DESCRIÇÃO DA TAREFA
Conte quantas linhas dos registros contêm a palavra "white", diferenciando maiúsculas de minúsculas, e informe somente esse número.

REGISTROS DE ENTRADA
============
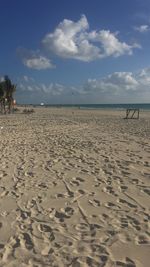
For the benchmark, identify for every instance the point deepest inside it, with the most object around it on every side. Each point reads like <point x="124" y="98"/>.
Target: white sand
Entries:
<point x="74" y="189"/>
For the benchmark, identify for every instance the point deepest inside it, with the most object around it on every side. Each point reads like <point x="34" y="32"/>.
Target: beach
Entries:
<point x="74" y="189"/>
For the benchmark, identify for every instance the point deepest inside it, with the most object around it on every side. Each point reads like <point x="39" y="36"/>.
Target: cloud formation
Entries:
<point x="34" y="59"/>
<point x="142" y="28"/>
<point x="74" y="40"/>
<point x="116" y="87"/>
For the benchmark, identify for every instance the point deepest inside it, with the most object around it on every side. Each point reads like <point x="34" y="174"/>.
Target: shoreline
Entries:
<point x="74" y="188"/>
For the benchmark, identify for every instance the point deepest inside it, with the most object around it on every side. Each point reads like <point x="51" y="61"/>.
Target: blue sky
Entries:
<point x="79" y="51"/>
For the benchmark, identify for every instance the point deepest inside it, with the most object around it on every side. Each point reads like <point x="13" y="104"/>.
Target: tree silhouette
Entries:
<point x="7" y="90"/>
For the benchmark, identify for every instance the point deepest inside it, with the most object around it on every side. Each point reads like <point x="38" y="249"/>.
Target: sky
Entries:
<point x="76" y="51"/>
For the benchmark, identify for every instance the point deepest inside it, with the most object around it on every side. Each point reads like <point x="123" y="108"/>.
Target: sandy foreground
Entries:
<point x="74" y="189"/>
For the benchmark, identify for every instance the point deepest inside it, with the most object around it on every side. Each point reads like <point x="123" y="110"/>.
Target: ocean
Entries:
<point x="103" y="106"/>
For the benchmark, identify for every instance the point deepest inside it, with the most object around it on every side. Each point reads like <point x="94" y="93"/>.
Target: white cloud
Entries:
<point x="38" y="63"/>
<point x="116" y="87"/>
<point x="142" y="28"/>
<point x="34" y="60"/>
<point x="74" y="40"/>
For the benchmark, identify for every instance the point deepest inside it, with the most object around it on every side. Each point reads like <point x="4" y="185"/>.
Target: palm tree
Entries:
<point x="7" y="90"/>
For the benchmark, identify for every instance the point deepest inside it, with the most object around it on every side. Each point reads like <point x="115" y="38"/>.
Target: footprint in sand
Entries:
<point x="94" y="202"/>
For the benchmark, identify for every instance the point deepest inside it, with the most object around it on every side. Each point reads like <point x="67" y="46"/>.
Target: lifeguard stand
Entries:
<point x="132" y="113"/>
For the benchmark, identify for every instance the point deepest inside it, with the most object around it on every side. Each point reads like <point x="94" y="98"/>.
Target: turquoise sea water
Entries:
<point x="104" y="106"/>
============
RESPOSTA
2